SUPPLIED PASSAGE:
## begin

Victorian London - Publications - Social Investigation/Journalism - Low-Life Deeps, by James Greenwood, 1881 [first published 1875] - Curiosities of "Alley" Life

[... back to menu for this book]

[-128-]

CURIOSITIES OF "ALLEY" LIFE.*

(* "London Courts and Alleys." - Standard, August, 1875.)

DEVONSHIRE-PLACE, Old Nichol-street, Spitalfields, is a little court consisting of perhaps a dozen houses, six on either side, with a strip of broken pavement between. Precisely of the same type as those already described are these domiciles - mere hutches as regards size - a tiny room above and below, with broken floors and blackened walls and ceilings so shattered that every step overhead causes the rotten plaster to crumble and fall, further exposing the bare ribs of lath. In almost every case there are, upstairs as well as downstairs, lodgers, and the parlour, which is likewise the bedroom, opens on to a few square feet of space, where in one corner is a reeking heap of all manner of decaying vegetable matter and fireplace refuse, and in another corner the closet. In Devonshire-place I was made aware of a phase of the social economy of the Spitalfield slums which was new to me.
    In one house I found the "parlour," as I first thought tenantless. There was a bedstead in the room, three-parts filling it, and a bed which I will not attempt to describe, with a heap of ragged female attire, by way of bedclothing. The terrible-looking old wooden bedstead was in such a shaky condition that it had been found necessary to tie it up with bits of rope, but even this could not induce it to stand upright on its four legs, and in the midst of the unsightly wreck was a baby of a few months old, peacefully asleep. Hearing me come in, the [-129-] upstairs lodger came down, and informed me that the baby's mother was out at work.

## end

Position annotation records
## begin

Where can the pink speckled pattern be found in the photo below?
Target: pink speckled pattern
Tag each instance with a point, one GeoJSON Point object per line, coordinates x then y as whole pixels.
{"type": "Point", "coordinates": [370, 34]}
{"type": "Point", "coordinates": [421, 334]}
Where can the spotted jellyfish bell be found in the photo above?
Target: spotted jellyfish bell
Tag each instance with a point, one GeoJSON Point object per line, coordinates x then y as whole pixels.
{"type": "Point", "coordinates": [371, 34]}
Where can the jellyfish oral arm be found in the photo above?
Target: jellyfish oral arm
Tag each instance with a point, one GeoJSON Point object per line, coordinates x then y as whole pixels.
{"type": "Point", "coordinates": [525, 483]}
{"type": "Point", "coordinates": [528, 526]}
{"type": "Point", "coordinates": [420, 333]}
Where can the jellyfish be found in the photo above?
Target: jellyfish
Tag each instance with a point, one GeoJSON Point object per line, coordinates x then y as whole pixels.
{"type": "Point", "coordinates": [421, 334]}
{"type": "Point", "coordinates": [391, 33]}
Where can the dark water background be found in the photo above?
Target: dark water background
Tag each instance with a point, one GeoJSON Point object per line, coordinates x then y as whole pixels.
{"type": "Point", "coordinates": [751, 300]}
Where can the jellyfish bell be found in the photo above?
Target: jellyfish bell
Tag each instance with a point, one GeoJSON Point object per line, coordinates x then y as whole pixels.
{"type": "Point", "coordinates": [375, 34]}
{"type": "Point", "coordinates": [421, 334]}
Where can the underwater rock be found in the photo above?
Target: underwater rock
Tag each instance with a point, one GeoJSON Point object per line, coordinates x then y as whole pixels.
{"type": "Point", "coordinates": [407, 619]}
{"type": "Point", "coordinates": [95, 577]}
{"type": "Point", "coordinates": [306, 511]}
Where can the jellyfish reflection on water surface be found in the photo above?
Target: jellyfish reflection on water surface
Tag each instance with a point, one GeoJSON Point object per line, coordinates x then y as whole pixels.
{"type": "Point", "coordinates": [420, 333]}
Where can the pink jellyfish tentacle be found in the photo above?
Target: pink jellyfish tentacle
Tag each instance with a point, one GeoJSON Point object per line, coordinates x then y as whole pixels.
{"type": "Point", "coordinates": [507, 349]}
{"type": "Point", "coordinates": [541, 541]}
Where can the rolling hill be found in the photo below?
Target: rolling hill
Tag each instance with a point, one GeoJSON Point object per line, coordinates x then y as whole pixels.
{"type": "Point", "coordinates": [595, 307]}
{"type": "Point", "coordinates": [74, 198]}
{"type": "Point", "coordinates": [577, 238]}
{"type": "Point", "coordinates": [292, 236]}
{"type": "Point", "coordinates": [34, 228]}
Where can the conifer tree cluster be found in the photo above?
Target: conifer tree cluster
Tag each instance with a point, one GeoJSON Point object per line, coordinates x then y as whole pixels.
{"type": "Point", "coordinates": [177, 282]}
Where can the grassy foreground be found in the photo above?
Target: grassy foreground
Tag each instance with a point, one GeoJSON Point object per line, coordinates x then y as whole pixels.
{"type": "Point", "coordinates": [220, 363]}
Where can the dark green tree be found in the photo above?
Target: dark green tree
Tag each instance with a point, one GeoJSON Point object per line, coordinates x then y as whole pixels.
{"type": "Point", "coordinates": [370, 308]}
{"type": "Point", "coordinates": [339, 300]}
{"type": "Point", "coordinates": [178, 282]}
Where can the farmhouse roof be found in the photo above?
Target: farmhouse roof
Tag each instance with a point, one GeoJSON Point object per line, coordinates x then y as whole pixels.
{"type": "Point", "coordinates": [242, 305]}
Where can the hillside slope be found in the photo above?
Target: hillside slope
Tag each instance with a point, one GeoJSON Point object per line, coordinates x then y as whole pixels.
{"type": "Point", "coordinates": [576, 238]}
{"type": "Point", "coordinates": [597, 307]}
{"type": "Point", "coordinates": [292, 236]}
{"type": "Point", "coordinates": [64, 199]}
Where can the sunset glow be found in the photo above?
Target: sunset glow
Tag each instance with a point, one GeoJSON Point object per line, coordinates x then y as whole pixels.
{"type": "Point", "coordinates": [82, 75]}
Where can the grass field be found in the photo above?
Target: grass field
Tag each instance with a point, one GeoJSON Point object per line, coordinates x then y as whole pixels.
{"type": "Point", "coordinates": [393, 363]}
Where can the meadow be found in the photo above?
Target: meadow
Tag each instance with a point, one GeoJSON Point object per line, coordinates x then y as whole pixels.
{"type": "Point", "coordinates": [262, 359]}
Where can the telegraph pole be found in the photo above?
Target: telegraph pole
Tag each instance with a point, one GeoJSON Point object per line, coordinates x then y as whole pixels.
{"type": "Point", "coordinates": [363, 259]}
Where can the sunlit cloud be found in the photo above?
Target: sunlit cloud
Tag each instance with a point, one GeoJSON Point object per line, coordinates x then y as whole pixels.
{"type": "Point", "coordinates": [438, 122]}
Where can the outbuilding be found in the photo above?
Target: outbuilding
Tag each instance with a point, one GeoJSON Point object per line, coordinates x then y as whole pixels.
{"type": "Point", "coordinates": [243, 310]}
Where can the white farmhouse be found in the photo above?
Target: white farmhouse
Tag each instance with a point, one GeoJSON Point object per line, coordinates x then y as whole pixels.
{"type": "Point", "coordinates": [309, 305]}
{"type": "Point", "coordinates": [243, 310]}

## end

TASK GOAL: Copy the stretch of the alley-life passage from "In one house" through "out at work.", swapping "bedstead" for "bed frame" each time it appears.

TASK RESULT:
In one house I found the "parlour," as I first thought tenantless. There was a bed frame in the room, three-parts filling it, and a bed which I will not attempt to describe, with a heap of ragged female attire, by way of bedclothing. The terrible-looking old wooden bed frame was in such a shaky condition that it had been found necessary to tie it up with bits of rope, but even this could not induce it to stand upright on its four legs, and in the midst of the unsightly wreck was a baby of a few months old, peacefully asleep. Hearing me come in, the [-129-] upstairs lodger came down, and informed me that the baby's mother was out at work.